→ Items listed in a dataset:
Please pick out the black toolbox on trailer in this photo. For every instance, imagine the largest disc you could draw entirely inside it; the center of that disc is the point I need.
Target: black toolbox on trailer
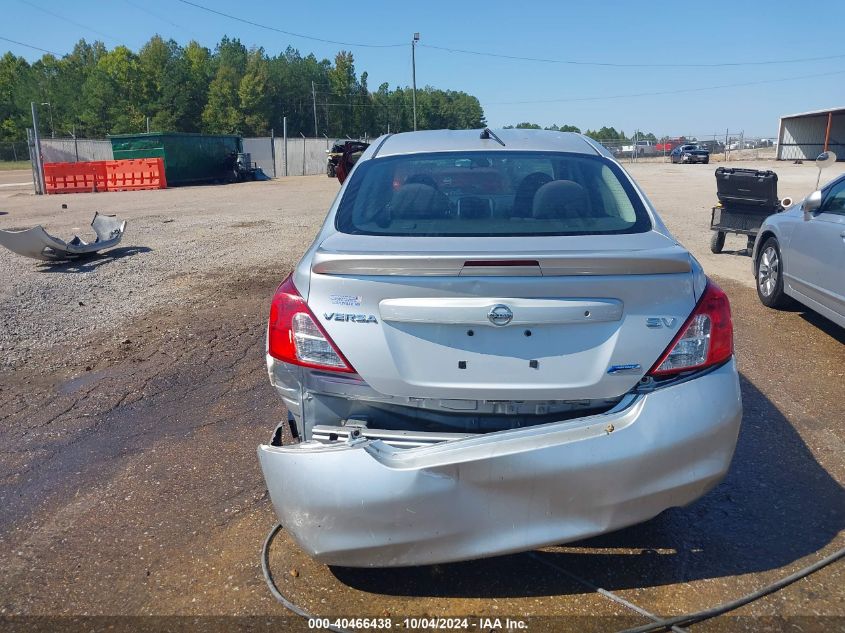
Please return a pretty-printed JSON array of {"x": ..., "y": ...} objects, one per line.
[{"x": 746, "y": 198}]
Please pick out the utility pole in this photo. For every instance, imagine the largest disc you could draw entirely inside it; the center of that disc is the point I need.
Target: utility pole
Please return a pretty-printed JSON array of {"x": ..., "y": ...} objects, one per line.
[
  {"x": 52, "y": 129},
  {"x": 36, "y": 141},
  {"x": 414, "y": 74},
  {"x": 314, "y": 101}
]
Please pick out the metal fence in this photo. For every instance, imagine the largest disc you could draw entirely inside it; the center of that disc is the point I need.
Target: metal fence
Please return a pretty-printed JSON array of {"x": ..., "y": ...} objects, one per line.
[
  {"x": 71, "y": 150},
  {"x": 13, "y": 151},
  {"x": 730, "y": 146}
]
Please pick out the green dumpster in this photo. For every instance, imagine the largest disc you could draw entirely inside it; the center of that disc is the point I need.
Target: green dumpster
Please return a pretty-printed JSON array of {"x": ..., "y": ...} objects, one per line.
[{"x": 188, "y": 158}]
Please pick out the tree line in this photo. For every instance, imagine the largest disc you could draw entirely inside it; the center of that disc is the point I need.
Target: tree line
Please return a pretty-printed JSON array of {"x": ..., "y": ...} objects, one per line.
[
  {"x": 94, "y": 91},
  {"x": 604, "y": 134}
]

→ Your assignment:
Please tally the lines of the entries that hold "toolbox" and give only the resulting number.

→ Response:
2